── Dataset records
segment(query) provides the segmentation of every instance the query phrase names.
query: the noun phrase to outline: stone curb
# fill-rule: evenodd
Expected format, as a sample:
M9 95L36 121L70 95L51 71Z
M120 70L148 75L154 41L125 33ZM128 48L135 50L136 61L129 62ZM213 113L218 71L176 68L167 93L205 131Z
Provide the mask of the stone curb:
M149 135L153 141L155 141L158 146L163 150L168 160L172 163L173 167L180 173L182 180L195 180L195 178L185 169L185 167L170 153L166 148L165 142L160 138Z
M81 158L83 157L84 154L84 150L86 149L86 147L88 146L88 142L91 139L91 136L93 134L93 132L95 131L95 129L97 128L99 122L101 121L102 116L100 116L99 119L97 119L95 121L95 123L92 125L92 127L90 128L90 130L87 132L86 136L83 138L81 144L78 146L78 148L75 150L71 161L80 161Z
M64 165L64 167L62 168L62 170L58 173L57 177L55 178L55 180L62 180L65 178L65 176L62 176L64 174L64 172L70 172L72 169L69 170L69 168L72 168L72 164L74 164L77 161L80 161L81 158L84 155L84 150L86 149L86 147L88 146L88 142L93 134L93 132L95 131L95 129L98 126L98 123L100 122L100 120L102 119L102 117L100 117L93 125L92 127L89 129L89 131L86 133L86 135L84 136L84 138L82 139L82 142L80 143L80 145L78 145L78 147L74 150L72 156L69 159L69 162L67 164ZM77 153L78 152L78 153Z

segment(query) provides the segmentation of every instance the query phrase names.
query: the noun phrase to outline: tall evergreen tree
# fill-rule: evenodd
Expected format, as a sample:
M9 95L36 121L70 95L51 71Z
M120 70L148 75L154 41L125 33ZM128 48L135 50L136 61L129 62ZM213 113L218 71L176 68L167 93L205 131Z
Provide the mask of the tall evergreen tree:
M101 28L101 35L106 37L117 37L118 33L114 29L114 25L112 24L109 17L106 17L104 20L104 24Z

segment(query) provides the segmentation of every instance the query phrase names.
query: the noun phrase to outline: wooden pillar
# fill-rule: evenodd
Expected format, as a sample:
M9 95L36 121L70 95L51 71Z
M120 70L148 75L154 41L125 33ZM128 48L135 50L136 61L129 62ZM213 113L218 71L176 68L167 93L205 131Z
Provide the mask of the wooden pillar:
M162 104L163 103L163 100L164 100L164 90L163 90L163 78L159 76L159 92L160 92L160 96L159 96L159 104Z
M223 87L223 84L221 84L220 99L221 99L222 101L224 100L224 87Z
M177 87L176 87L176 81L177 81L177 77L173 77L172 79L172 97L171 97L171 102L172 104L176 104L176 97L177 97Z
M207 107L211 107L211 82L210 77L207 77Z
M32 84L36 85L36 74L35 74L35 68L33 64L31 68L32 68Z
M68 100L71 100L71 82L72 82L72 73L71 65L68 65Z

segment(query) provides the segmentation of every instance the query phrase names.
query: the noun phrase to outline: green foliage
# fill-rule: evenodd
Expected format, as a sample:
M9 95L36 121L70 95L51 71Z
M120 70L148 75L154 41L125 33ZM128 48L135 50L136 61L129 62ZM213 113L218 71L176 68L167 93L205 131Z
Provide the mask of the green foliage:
────
» Required task: Revise the data above by changing every "noun phrase" to "target phrase" and keeping everything else the same.

» Expected answer:
segment(query) provides the segmentation of every instance the query phrase names.
query: the target phrase to outline: stone curb
# fill-rule: evenodd
Expected format, as a sample:
M9 95L36 121L70 95L51 71Z
M120 70L148 75L154 41L125 33ZM128 48L135 50L136 61L129 62ZM213 113L218 71L176 68L167 93L205 131Z
Provide the mask of the stone curb:
M149 135L153 141L155 141L158 146L163 150L168 160L172 163L173 167L180 173L182 180L195 180L195 178L185 169L185 167L170 153L166 148L165 142L160 138Z
M81 158L83 157L84 154L84 150L86 149L86 147L88 146L88 142L91 139L91 136L93 134L93 132L95 131L95 129L97 128L99 122L101 121L102 116L100 116L99 119L97 119L95 121L95 123L92 125L92 127L90 128L90 130L87 132L86 136L83 138L81 144L78 146L78 148L75 150L71 161L80 161Z
M64 165L64 167L62 168L62 170L58 173L57 177L55 178L55 180L62 180L65 178L65 176L62 176L64 174L64 172L70 172L72 169L69 170L69 168L72 168L72 164L74 164L77 161L80 161L81 158L84 155L84 150L86 149L86 147L88 146L88 142L93 134L93 132L95 131L95 129L98 126L98 123L100 122L100 120L102 119L102 117L100 117L93 125L92 127L89 129L89 131L86 133L86 135L84 136L84 138L82 139L82 142L80 143L80 145L78 145L78 147L74 150L72 156L69 159L69 162L67 164ZM77 153L78 152L78 153Z

segment(query) provides the segmentation of every instance the query phrase names.
query: the target phrase to outline: tall evergreen tree
# fill-rule: evenodd
Expected format, as a sample:
M9 95L36 121L70 95L51 71Z
M120 70L148 75L154 41L125 33ZM128 48L135 50L136 61L129 62ZM213 113L218 71L176 68L167 93L205 131Z
Provide the mask of the tall evergreen tree:
M101 28L101 35L106 37L117 37L118 33L114 29L114 25L112 24L109 17L106 17L104 20L104 24Z

segment(query) provides the segmentation of every instance the query phrase names.
query: the target phrase to outline: wooden pillar
# fill-rule: evenodd
Expected format, as a sample:
M9 95L36 121L70 95L51 71Z
M120 70L148 75L154 41L125 33ZM128 48L135 50L136 61L129 62ZM213 113L218 71L176 68L167 93L205 131Z
Provide the mask of the wooden pillar:
M162 104L163 103L163 100L164 100L164 90L163 90L163 78L159 76L159 92L160 92L160 96L159 96L159 104Z
M223 87L223 84L221 84L220 99L221 99L222 101L224 100L224 87Z
M177 87L176 87L176 81L177 81L177 77L173 77L172 79L172 97L171 97L171 102L172 104L176 104L176 97L177 97Z
M207 107L211 107L211 82L210 77L207 77Z
M32 84L36 85L36 74L35 74L35 68L33 64L31 68L32 68Z
M68 100L71 100L71 82L72 82L72 73L71 65L68 65Z

segment(query) provides the segmentation of every instance the query phrase names.
query: the target phrase to outline: green foliage
# fill-rule: evenodd
Expected format, as a sample:
M9 95L36 121L70 95L51 71Z
M120 70L148 75L154 41L125 33ZM128 48L135 50L136 61L129 62ZM213 113L218 71L176 68L167 93L205 131Z
Provide the mask of the green foliage:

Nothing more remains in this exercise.